What this task involves:
Show each line of the records below that contains the string "bbox", copied in full.
::: Supplied records
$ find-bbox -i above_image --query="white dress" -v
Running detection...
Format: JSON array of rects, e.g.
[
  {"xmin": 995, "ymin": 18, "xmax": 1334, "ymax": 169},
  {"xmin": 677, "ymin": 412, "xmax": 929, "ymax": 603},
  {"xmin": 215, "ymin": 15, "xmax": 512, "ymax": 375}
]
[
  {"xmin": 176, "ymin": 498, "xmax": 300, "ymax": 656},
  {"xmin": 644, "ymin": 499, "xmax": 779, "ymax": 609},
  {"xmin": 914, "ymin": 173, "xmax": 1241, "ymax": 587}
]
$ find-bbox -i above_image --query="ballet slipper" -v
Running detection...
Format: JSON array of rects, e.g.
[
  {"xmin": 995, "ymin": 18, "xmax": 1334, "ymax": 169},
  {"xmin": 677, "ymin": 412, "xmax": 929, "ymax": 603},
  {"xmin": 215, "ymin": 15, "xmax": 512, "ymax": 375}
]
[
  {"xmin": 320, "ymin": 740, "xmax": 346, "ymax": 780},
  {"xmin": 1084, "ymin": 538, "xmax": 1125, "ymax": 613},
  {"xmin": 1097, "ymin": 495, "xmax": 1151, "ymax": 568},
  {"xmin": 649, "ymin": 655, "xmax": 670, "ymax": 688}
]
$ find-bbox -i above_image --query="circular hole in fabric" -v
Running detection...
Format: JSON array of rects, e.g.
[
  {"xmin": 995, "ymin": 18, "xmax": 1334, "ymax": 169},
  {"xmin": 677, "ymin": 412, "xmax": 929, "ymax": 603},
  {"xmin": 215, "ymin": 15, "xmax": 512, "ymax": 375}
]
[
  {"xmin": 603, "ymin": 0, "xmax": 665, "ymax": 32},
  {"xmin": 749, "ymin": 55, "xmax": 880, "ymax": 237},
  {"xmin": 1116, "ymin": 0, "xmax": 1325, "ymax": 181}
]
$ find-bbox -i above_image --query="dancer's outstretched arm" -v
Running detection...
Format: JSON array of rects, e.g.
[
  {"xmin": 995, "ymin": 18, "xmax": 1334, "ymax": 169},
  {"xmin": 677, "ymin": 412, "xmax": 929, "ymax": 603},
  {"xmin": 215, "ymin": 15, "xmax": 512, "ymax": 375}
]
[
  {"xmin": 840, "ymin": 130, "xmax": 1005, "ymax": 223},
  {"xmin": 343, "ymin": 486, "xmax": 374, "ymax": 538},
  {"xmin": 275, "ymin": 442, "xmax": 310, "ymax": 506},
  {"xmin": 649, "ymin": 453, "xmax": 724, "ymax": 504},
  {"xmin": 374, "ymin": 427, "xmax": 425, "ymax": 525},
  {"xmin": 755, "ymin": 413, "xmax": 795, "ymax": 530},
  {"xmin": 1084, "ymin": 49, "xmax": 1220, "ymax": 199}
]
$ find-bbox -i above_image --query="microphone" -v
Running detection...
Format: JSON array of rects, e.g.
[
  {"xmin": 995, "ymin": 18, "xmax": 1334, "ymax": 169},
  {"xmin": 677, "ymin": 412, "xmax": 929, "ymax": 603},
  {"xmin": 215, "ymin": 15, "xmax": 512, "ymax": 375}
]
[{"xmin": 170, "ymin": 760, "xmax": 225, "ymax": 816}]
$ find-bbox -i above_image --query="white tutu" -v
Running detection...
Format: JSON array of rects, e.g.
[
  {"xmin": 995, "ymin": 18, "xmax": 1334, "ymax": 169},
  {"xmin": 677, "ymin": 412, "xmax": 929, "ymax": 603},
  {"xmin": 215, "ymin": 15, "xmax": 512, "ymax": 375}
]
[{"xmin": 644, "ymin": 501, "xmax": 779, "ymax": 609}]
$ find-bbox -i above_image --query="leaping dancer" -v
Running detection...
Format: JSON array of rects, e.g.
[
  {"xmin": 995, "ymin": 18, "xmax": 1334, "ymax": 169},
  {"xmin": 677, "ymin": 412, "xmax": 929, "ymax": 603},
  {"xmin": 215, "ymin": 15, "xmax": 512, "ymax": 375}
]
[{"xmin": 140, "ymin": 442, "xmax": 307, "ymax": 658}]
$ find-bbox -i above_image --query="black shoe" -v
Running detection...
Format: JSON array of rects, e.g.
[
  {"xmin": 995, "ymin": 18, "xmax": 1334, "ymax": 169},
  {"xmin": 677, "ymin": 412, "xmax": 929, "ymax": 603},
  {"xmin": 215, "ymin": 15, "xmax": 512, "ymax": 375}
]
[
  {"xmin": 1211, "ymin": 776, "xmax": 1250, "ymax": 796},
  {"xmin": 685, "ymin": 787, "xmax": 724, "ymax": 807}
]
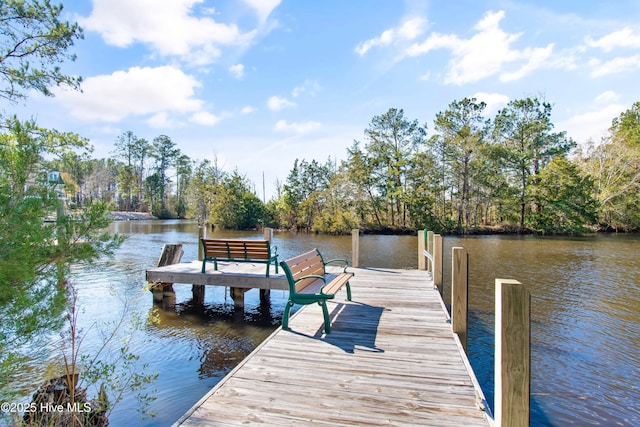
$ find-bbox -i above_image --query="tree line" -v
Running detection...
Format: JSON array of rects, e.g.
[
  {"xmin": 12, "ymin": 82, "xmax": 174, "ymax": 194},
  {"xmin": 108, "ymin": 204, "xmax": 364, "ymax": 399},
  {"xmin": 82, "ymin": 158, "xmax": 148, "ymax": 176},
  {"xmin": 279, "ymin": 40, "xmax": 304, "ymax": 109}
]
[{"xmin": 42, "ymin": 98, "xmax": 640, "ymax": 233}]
::::::
Reply to the exercise:
$ find-bbox -i above_image --query="white dress" -v
$ find-bbox -i above_image --query="ballet slipper" -v
$ find-bbox -i above_image --query="circular hole in fabric" -v
$ find-bbox -i above_image --query="dancer's outstretched arm" -v
$ find-bbox -i above_image --query="microphone" -v
$ find-bbox -i above_image --query="white tutu" -v
$ find-bbox -i above_image --query="leaping dancer" -v
$ find-bbox -i above_image --query="black shoe" -v
$ find-bbox -i above_image --query="tree line" -v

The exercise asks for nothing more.